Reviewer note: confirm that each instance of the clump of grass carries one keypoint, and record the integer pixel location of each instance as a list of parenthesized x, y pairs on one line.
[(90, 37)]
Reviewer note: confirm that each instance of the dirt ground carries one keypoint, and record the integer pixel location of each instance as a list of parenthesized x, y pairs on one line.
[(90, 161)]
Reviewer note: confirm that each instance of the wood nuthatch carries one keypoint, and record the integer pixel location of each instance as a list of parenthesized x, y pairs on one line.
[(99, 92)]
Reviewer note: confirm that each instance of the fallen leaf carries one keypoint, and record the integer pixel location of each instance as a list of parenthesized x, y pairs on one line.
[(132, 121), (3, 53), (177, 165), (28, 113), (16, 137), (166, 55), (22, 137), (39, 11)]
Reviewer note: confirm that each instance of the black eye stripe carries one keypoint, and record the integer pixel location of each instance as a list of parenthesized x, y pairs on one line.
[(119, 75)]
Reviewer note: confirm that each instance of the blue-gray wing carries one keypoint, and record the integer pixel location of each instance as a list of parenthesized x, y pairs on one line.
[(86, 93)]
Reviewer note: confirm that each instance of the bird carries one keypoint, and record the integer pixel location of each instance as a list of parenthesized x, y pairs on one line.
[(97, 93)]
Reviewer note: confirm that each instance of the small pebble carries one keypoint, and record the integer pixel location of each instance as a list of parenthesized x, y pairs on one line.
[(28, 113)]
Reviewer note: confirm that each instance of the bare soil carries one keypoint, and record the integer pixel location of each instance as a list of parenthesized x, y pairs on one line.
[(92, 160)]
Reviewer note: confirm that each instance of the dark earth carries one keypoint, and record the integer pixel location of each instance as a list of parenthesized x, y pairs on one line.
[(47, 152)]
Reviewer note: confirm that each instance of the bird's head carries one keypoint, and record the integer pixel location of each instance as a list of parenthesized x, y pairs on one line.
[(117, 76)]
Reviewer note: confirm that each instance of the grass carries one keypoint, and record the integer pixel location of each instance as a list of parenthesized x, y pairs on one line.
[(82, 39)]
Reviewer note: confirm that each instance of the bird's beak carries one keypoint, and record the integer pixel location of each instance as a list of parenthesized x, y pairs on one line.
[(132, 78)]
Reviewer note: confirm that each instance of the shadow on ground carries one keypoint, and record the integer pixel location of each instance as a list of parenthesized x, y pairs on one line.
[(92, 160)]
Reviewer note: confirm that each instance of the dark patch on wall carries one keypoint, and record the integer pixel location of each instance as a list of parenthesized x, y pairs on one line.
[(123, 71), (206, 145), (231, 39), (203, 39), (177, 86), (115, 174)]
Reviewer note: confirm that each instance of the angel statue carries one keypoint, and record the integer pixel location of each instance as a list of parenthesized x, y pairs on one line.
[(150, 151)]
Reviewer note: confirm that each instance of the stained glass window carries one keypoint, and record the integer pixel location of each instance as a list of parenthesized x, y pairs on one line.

Problem requirements — Starting at the line that contains "Reviewer note: confirm that each instance of the shadow", copy each line through the last line of the listing, and copy nothing else.

Reply —
Reviewer note: confirm that each instance of the shadow on ground carries one keypoint, and record the integer pixel location of each instance as a list of parenthesized x, y pairs on one line.
[(92, 160)]
Reviewer note: confirm that each instance of the dark patch on wall carries one keypoint, and record the integer pixel location of each instance as a list of parenthesized x, y pairs on one line.
[(123, 71), (206, 145), (231, 39), (203, 39), (177, 86), (115, 174)]
Reviewer note: confirm that each instance of the angel statue carries one keypoint, and record the integer pixel location of each instance as a list of parenthesized x, y pairs on one line.
[(150, 151)]
Reviewer note: confirm that each instance of the stained glass window carries one keypoint, and record the integer pixel location of each instance as a list of parenthesized x, y pairs on one line.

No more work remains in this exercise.